EXERCISE:
From the first line to the last, transcribe the data exactly.

Stored dataset items:
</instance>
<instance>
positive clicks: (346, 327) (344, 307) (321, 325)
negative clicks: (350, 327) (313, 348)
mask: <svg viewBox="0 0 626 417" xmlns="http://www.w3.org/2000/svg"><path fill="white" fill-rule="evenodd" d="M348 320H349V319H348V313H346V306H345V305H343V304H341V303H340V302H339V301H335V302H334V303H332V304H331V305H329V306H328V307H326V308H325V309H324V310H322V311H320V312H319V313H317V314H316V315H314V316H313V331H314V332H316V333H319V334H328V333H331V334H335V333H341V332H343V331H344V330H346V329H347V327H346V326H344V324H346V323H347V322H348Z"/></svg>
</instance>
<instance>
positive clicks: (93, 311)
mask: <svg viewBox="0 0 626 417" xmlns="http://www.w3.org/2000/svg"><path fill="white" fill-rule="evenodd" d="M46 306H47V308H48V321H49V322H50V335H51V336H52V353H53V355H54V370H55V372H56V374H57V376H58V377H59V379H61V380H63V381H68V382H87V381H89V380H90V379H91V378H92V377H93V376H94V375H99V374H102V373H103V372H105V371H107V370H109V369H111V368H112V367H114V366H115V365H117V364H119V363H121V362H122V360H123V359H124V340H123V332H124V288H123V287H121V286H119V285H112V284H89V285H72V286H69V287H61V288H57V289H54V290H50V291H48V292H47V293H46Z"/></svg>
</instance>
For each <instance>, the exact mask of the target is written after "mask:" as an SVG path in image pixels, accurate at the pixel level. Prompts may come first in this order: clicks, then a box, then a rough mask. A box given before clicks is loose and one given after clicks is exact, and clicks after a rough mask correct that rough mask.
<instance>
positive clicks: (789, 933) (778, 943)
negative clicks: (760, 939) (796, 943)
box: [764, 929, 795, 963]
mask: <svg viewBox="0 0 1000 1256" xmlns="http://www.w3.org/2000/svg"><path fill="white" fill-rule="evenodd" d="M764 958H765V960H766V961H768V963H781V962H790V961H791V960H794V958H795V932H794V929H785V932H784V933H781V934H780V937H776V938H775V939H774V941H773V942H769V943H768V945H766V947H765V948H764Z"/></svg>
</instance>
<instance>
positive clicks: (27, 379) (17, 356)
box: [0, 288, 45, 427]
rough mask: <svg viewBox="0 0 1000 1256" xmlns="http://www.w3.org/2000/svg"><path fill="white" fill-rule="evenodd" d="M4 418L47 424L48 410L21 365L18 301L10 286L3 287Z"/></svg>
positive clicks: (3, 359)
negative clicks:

REPLY:
</instance>
<instance>
positive clicks: (346, 327) (344, 307) (321, 325)
negative clicks: (350, 327) (313, 348)
mask: <svg viewBox="0 0 626 417" xmlns="http://www.w3.org/2000/svg"><path fill="white" fill-rule="evenodd" d="M348 320H349V319H348V313H346V306H345V305H343V304H341V303H340V302H339V301H335V302H334V303H332V304H331V305H329V306H328V307H326V308H325V309H324V310H322V311H320V312H319V313H317V314H316V315H314V316H313V331H314V332H316V333H319V334H328V333H331V334H335V333H341V332H343V331H344V330H346V329H347V327H346V326H344V324H346V323H347V322H348Z"/></svg>
</instance>
<instance>
positive clicks: (93, 311)
mask: <svg viewBox="0 0 626 417" xmlns="http://www.w3.org/2000/svg"><path fill="white" fill-rule="evenodd" d="M46 306H47V308H48V321H49V322H50V335H51V336H52V353H53V355H54V370H55V372H56V374H57V376H58V377H59V379H61V380H63V381H68V382H87V381H89V380H90V379H91V378H92V377H93V376H94V375H99V374H102V373H103V372H105V371H107V370H109V369H111V368H112V367H114V366H115V365H117V364H119V363H121V362H122V360H123V359H124V340H123V332H124V288H123V287H121V286H119V285H112V284H89V285H72V286H69V287H61V288H57V289H54V290H50V291H48V292H47V293H46Z"/></svg>
</instance>
For each <instance>, the exact mask of the target is written after "mask:" as an SVG path in image pixels, accurate at the pixel level. Prompts may come first in this order: clicks, then a box, then a rough mask. A box given before clicks is loose and one given after clicks is exact, and clicks after a rough mask correct that rough mask.
<instance>
positive clicks: (789, 933) (778, 943)
negative clicks: (760, 939) (796, 943)
box: [764, 929, 795, 963]
mask: <svg viewBox="0 0 1000 1256" xmlns="http://www.w3.org/2000/svg"><path fill="white" fill-rule="evenodd" d="M764 958H765V960H766V961H768V963H781V962H790V961H791V960H794V958H795V932H794V929H785V932H784V933H781V934H780V937H776V938H775V939H774V941H773V942H769V943H768V945H766V947H765V948H764Z"/></svg>
</instance>
<instance>
positive clicks: (27, 379) (17, 356)
box: [0, 288, 45, 427]
rough mask: <svg viewBox="0 0 1000 1256" xmlns="http://www.w3.org/2000/svg"><path fill="white" fill-rule="evenodd" d="M4 418L47 424L48 410L21 365L18 301L10 286L3 287Z"/></svg>
positive clicks: (3, 359)
negative clicks:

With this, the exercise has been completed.